### 文書
しかし、富豪であっても、十代の女の子に性的虐待をすることしか楽しみがないのだったら、生きている意味などないと思う。心が満たさなければ、虚しいだけなのだ。
また、本書はシングルマザーが新聞記者として働くことがいかに過酷かということも描かれている。そこはエッセイっぽくて、面白かった。
著者は、当時、転職活動もしており、最終面接までいったのに高級紙であるワシントンポストに移れなかった。落ちた事実に意気消沈しながらも、それは神様が自分にエプスタインの記事を書かせるためだったのではないか、と解釈する。そのような前向きさを持つ彼女は非常にチャーミングな人だと思う。
Amazon Primeで配信されているエプスタイン事件のドキュメンタリーでは、被害者が顔を出して事件について涙ながらに告発している。これは勇気のいることだし、時間が経ったからこそ、できることなのだと改めて思う。彼女たちは「わたしはもう子どもじゃない」と述べている。性犯罪を受けた被害者が語れるようになるには時間がかかるのだ。よく「20年前のことを今更持ち出すなんて」という批判があるが、人間には20年経たないと語ることができないことだってある。そのことがよくわかる。またエプスタインの経歴にも触れられており、大学中退の彼がなぜウォール街で成功できたのか、その経緯についても言及されている。
【2】ジョディ・カンター、ミーガン・トゥーイー(2020)『その名を暴け #MeTooに火をつけたジャーナリストたちの闘い 』
二冊目は、『その名を暴け #MeTooに火をつけたジャーナリストたちの闘い 』である。ジョディ・カンターとミーガン・トゥーイーというニューヨークタイムズの記者二人の共著で、古屋美登里さんが翻訳をされている。
原題はごくごくシンプルで『SHE SAID』である。彼女は証言した、告発した、という意味なのだろう。
ワインスタインはハリウッドの大物プロデューサーで、かつてのミラマックスの社長である。スティーブン・ソダバーグの才能を見出し、『イングリッシュペイシェント』や『恋に落ちたシェイクスピア』でアカデミー賞も数多く受賞している。
彼もホテルに呼び出し、二人きりになったところで、マッサージしてくれと頼む。やり口はエプスタインとよく似ている。ワインスタインの被害者となるのは、スタッフ、女優、女優やモデルの卵である。
社長にとって、スタッフは身近な存在で、これは企業におけるパワハラ、モラハラに、性犯罪がミックスされてしまったものと言える。実際、彼はミラマックスの社員に対して、パワハラとモラハラがひどく、従業員はワインスタインに脅えながら働いていた。パワハラが酷くても、多くの社員が会社に留まっていたのは、やはりハリウッドで働く、ということは魅力的だったのだろう。いわゆる、やりがい搾取である。
女優やモデルは、「成功したい」という野心はあるものの、「お金がない」という経済的に厳しい状況下に置かれている人が多い。そんなときにハリウッドの大物プロデューサーであるワインスタインに「君には才能がある。もっと話がしたい」と言われたら、ついて行ってしまうのも無理はない。富豪のエプスタインは「君はかわいい。特別だ」とほめそやすらしい。(そういや、この手法は悪い奴は誰でも使うね)搾取する人間は、相手をグルーミングをして懐柔する。被害者はその罠に無自覚のうちにはまってしまう。
######
### 提供データ
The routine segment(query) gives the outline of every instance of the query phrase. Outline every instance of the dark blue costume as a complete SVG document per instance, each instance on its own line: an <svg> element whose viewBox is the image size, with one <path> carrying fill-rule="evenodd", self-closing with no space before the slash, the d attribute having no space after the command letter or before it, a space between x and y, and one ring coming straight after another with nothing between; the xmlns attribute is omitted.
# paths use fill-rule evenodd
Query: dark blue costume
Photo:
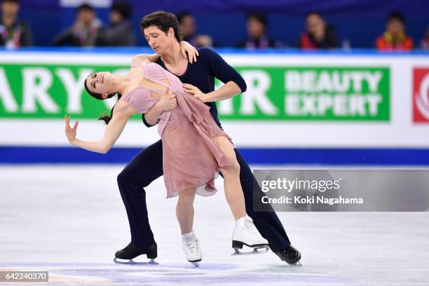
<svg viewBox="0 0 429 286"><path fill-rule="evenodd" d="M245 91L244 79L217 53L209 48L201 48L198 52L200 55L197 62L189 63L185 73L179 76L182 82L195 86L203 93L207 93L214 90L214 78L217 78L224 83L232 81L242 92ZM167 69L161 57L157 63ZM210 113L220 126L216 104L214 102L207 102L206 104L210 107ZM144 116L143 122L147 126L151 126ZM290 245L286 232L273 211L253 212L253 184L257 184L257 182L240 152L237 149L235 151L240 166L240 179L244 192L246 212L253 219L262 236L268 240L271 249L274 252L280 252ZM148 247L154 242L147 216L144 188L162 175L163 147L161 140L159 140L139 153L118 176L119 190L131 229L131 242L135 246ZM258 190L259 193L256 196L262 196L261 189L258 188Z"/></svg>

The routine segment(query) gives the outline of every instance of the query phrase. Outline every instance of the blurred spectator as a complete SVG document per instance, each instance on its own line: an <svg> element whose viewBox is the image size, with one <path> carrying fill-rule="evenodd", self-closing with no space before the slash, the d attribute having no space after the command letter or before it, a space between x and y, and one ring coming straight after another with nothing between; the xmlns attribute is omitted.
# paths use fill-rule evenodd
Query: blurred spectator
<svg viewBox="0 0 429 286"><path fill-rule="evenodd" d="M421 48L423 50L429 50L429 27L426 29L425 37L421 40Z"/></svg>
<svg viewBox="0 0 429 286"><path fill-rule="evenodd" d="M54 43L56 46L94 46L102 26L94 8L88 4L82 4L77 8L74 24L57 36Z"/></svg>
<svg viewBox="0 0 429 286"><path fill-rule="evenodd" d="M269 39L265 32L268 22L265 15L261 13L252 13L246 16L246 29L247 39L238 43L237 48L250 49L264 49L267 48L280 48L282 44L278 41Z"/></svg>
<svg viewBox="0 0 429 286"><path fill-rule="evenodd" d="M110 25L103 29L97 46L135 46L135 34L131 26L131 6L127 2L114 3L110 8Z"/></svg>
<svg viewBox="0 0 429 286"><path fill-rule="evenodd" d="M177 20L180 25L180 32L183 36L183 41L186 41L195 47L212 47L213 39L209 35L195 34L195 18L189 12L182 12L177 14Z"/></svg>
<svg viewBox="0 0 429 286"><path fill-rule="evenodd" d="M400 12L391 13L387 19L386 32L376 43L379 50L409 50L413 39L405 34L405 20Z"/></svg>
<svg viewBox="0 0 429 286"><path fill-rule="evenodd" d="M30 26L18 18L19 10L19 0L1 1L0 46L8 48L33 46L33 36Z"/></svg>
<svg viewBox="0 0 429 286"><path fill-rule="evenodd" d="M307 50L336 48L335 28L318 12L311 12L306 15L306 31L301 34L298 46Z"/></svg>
######
### 提供データ
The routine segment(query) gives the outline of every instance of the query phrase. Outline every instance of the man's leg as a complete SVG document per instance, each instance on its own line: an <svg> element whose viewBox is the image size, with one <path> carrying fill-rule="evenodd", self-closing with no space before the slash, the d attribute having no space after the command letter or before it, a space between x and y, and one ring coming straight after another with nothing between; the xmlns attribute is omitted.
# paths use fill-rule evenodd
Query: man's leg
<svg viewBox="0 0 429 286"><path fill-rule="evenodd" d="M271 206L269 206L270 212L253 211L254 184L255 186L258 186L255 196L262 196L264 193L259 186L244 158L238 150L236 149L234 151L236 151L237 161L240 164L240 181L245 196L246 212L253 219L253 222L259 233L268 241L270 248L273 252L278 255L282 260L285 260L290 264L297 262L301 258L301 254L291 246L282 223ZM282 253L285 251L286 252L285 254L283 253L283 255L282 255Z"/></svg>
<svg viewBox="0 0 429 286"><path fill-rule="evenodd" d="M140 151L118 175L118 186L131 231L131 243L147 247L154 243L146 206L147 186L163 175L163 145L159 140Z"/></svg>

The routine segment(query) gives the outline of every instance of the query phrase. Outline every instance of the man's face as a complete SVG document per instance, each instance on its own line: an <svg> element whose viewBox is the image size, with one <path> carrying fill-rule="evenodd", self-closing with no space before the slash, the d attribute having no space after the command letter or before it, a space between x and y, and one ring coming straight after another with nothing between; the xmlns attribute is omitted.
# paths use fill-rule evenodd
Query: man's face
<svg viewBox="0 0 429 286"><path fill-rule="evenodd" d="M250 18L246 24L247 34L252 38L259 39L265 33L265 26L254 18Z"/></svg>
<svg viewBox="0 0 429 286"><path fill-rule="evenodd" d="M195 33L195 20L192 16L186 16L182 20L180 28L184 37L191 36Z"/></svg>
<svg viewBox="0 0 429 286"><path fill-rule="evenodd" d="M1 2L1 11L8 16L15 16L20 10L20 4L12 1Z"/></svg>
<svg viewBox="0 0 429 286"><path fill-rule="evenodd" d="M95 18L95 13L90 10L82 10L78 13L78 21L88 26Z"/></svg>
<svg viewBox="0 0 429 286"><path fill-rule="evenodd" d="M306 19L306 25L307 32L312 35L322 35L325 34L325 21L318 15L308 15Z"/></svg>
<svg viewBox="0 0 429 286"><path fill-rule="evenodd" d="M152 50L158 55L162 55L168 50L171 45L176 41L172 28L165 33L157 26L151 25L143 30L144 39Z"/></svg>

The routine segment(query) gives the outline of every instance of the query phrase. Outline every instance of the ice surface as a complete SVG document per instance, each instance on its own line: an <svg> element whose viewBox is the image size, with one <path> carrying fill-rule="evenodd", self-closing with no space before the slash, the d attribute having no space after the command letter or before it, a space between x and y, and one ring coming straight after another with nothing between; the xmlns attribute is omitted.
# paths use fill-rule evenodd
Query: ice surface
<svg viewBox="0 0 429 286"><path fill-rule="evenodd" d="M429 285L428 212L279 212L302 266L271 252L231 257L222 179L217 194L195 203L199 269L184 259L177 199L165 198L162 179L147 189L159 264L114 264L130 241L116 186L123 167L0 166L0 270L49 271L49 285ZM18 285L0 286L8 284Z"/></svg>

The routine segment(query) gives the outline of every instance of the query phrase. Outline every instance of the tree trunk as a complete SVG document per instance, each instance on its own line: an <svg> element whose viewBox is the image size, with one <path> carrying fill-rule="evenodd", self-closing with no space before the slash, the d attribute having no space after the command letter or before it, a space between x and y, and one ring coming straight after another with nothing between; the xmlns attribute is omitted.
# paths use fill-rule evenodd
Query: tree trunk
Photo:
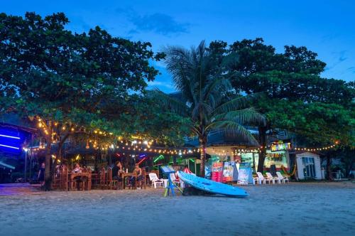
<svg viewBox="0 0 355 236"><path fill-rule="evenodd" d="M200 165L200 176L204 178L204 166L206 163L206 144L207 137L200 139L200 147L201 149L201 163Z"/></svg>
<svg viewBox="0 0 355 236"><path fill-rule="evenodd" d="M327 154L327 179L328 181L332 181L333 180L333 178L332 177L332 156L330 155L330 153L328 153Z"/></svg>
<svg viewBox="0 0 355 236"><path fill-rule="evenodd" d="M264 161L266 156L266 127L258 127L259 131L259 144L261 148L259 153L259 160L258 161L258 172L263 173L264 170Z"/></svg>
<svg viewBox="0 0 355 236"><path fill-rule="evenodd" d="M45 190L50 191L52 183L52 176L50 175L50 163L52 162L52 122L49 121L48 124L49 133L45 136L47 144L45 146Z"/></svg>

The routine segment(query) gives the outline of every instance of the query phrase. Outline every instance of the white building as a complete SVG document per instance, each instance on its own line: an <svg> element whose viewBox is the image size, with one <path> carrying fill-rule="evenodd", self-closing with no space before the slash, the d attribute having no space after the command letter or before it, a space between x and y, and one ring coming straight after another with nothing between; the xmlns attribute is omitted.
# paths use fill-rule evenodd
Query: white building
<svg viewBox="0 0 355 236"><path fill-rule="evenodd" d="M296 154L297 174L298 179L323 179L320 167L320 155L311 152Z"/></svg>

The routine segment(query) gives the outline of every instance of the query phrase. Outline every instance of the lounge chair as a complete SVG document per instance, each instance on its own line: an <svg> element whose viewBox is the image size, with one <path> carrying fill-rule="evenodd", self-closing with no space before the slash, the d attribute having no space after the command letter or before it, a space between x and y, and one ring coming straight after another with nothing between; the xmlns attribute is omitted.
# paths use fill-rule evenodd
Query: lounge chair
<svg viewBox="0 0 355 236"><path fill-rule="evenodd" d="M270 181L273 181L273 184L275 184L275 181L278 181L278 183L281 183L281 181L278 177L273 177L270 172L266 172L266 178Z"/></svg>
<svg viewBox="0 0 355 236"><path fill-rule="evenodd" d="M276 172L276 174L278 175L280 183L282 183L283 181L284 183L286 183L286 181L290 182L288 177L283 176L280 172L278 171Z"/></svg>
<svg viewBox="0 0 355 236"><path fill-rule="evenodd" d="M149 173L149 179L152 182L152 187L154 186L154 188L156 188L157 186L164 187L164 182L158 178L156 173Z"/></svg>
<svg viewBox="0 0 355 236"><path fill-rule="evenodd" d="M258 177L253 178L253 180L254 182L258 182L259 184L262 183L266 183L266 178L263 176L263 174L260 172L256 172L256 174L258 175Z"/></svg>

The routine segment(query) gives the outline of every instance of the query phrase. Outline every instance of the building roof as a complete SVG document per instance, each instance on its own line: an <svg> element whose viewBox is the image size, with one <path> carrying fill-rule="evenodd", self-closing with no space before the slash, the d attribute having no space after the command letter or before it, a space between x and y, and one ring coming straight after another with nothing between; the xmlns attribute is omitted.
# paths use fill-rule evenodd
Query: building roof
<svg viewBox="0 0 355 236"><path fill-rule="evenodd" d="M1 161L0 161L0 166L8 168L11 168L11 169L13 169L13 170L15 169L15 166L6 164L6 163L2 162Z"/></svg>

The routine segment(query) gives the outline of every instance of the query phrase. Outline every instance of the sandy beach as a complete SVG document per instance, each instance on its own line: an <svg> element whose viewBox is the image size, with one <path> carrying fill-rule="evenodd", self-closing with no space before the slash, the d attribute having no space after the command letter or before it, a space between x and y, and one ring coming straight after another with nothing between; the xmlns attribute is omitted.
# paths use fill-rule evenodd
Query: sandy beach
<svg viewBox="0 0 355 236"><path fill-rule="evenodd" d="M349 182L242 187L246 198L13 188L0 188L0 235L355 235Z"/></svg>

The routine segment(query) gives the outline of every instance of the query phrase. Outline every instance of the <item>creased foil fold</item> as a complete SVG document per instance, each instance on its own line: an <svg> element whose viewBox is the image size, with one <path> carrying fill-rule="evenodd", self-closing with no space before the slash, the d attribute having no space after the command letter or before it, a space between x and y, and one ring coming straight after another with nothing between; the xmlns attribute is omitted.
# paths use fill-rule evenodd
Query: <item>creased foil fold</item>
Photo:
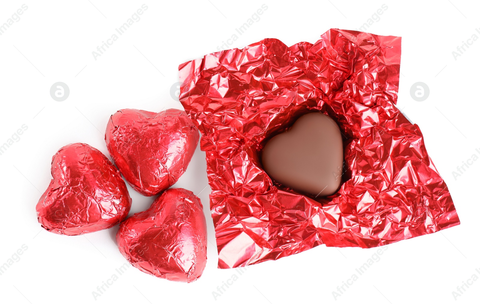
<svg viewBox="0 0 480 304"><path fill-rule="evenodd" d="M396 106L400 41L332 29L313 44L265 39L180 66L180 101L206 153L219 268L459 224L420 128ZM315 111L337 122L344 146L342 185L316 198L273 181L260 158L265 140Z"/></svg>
######
### 提供データ
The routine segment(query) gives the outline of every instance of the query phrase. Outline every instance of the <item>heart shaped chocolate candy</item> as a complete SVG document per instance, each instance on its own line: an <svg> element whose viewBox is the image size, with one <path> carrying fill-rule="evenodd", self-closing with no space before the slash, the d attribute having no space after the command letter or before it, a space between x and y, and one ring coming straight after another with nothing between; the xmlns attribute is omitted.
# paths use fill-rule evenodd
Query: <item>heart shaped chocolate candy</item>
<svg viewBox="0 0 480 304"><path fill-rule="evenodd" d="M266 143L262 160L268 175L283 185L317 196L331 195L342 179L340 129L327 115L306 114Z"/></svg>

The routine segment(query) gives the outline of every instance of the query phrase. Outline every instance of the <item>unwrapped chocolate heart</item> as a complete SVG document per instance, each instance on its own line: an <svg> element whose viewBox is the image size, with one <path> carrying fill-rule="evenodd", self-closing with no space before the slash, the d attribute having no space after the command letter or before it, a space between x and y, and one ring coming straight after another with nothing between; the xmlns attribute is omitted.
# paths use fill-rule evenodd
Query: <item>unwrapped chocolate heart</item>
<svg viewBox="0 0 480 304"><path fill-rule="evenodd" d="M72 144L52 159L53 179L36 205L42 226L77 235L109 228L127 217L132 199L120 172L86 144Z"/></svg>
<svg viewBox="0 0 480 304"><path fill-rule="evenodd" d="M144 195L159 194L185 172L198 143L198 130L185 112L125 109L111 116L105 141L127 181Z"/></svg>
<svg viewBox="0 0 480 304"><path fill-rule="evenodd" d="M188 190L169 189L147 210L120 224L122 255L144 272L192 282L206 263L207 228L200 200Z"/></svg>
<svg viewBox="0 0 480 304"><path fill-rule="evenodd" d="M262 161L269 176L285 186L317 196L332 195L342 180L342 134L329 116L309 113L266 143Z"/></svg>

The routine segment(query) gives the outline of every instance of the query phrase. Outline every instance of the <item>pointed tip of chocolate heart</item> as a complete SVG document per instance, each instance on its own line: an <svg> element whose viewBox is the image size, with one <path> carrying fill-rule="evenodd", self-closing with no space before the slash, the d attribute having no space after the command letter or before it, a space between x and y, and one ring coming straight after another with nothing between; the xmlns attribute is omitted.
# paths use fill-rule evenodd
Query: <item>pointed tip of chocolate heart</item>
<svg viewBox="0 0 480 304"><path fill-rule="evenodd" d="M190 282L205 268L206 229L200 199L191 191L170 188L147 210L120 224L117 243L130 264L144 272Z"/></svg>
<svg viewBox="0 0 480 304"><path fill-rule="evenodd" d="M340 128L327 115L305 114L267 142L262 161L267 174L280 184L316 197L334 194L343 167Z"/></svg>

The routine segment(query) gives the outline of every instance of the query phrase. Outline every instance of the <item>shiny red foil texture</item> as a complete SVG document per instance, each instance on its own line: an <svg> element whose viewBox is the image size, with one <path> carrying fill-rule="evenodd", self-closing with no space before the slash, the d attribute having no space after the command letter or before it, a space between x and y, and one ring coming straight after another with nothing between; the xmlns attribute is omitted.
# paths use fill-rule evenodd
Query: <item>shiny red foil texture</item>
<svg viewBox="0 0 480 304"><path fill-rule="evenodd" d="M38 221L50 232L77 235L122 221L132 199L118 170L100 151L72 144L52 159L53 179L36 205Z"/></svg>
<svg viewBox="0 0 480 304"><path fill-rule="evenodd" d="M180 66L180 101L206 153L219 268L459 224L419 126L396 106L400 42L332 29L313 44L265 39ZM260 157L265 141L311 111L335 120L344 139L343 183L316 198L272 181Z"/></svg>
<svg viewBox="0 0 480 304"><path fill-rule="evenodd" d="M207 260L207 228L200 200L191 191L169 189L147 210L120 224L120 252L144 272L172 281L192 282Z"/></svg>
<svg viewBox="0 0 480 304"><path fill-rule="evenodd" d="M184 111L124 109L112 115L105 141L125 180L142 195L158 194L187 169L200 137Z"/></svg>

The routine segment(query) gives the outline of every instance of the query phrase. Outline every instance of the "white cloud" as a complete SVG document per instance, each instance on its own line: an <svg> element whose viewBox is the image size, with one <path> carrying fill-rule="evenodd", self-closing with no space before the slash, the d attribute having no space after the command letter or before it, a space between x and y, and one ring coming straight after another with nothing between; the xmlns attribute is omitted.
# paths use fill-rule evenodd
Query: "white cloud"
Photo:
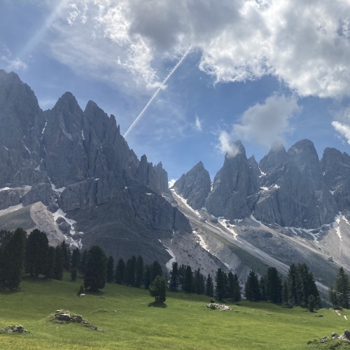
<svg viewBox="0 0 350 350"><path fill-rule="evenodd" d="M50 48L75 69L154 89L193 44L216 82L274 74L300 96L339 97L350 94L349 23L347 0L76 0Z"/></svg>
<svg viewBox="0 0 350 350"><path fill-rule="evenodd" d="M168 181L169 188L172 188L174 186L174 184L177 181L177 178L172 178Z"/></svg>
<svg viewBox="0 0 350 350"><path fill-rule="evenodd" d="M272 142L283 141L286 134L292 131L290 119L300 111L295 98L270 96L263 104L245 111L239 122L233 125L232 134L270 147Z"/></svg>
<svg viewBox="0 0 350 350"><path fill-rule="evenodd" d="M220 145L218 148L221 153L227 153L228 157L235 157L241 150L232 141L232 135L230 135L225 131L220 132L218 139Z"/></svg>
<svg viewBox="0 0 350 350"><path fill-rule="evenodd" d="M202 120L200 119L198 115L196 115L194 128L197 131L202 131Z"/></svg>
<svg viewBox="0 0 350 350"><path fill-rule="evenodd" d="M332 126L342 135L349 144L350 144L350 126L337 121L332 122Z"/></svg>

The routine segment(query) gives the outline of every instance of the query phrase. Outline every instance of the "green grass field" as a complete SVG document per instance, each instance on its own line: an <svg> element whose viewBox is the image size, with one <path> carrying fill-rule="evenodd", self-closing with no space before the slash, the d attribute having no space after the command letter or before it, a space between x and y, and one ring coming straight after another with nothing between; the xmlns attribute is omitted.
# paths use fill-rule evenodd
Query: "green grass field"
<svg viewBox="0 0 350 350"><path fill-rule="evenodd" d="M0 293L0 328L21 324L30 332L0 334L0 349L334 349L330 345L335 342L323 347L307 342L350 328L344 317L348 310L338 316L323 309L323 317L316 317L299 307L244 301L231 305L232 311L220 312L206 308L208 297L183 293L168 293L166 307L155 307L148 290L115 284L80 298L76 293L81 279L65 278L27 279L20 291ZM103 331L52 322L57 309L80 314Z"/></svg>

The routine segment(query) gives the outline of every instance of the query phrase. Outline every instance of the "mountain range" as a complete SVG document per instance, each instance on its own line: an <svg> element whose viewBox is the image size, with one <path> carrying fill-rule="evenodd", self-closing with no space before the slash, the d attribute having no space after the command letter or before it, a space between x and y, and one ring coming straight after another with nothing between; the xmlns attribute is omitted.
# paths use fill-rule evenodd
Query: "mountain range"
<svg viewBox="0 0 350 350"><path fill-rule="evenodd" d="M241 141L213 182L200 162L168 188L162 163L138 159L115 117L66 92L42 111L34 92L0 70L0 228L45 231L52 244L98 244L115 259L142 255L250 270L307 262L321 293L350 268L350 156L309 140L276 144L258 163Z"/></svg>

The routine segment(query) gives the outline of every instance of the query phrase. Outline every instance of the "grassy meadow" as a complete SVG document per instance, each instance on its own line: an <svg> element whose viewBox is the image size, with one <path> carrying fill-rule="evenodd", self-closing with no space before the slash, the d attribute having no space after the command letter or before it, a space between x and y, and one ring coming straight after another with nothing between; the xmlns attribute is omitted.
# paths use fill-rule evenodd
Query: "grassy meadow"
######
課題
上にある、エプスタインとワインスタインの事件を扱った本の紹介文を、最後の文のすぐ後から引き継いで書き進めてください。

回答
そして、被害者が被害を受けたことを告白できないのは、「恥」という概念が邪魔をするからである。ひどく扱われると自尊心が損なわれ、動けなくなる。ワインスタインも、自分より立場の弱い人を見定めて、ターゲットにしている、という点ではエプスタインと共通している。
話は少し逸れるが、エプスタインを告発した地方新聞の記者であるジュリー・K ブラウンに比べると、ニューヨークタイムズの記者の取材のほうが、会社のバックアップもあり、また、二人で動いているため、経費や時間的な余裕を行間から感じた。(部数が落ち続ける地方紙で解雇に脅えながら働き、二人の子どもを大学まで行かせたジュリーは本当にすごいよ)
映画『SHE SAID』が公開されたら、観に行きたい。
キャリー・マリガンって、もはや必殺仕置き人なのかもしれない。
まとめ
性犯罪者をのさばらせないためには、すべきことは無数にある。女性の自尊心や自己肯定感を高めること、孤独に陥らないといったこともあれば、経済的自立の方法を複数持っておくことも必要となるだろう。貧困家庭に社会保障を手厚くすれば、子どもの性被害は必ず減らせるだろう。ただ、そのような社会構造、既存のジェンダー観、文化を変えるのは、一朝一夕にできることではない。
なぜ女を買いたいのか、なぜ女を強姦したいのか、といった男性側の性衝動が問題にならないことが、問題であると思う。薬を飲んだり、手術をすれば、暴力的な性衝動は抑制できるはずで、なぜ適切な処置をしないのだろう。おそらくそれは性欲ではなく、征服、支配、加虐、加害欲求なのだ。自分より弱い者の身体とメンタルを痛めつけることで、君臨することが目的なのだ。被害者を虫けら扱いすることで傷つけ、自尊感情を奪うことも含まれている。それに、いざとなれば殺してしまえる、という身体的な優位性もある。そのサディズム、サイコパス的な行動がなぜ許容され続けてきたのか。なぜ、まともな男性たちも、彼らに寛容であるのかが謎である。これは生物的な本能ではなく、男性文化の問題である。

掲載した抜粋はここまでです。